* [Task to complete]:
Answer these from the passage on Seljuk inroads into Byzantine Anatolia below:
(a) Which city, the Armenian capital, was sacked in 1064?
(b) Between which years did Romanos IV lead his campaigns against the Turks?
(c) Under which emperor did the Byzantine reconquests reach their heyday?

* [Excerpt]:
╭──
In the period from the late 1040s until the late 1060s the Seljuk Turks under the Sultan Alp Arslan (1063-1073) had made considerable inroads into formerly Byzantine territory in eastern Anatolia. As ruler of Iran, Iraq and northern Syria – nominally for the Abbasid Caliph in Baghdad – Arslan had faced a problem with his unruly Turkmen nomads, whose desire for further booty and conquests could not be accommodated within the Islamic world. And so he had released them against the Christian powers to the north and west, where they were soon able to bring the kingdom of Armenia under his sway – the capital, Ani, was sacked in 1064 – and mount yearly raids deep into imperial lands. Plundering and destroying as they went, sacking several major cities, they had soon created a situation which the regular armies of the empire were only with extreme difficulty able to contain. In a series of campaigns between 1068 and 1070 the emperor Romanos IV (1068-1071) had led his armies in an attempt to bring the Turks to battle and destroy their power, but had been thwarted by their mobility, small numbers, and the large number of incursions which they mounted. The Turks were able literally to ride circles around the much slower moving imperial forces which, as we have noted already, were no longer as well-led or as effective as in the heyday of the Byzantine reconquests under Basil II.
╰──
* [Data extract]:
╭──
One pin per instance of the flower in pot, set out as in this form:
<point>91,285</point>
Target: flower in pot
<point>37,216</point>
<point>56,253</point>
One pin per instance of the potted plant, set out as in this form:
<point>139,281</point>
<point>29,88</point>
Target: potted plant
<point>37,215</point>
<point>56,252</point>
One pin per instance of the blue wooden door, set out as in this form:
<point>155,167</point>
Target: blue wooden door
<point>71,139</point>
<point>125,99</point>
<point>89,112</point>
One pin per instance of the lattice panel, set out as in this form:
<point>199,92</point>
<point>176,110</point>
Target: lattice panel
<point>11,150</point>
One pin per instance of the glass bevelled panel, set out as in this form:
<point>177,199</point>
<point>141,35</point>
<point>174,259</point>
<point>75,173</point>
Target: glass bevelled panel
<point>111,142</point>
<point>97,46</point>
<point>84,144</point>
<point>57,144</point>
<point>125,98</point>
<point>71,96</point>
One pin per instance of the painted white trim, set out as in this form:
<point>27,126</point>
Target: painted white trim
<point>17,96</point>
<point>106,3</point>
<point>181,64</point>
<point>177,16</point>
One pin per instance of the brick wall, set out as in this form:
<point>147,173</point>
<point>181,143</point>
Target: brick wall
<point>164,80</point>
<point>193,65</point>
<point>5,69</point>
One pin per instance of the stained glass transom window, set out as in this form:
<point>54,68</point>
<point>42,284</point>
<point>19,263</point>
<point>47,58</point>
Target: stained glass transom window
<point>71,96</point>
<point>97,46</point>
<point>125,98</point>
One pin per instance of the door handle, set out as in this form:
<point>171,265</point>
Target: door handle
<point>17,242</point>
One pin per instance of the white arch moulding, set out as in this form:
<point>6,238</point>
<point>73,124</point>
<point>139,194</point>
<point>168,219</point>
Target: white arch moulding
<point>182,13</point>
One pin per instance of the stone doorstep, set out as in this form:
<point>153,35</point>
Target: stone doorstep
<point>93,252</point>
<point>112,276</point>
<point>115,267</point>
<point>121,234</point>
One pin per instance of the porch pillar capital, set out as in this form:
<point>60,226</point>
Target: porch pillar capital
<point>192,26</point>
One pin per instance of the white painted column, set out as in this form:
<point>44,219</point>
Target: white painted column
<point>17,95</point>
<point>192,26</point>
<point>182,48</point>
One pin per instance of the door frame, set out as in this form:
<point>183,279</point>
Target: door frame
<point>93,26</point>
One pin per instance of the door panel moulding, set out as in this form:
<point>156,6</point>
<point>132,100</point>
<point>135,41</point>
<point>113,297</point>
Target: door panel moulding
╰──
* [Reply]:
(a) Ani
(b) 1068 and 1070
(c) Basil II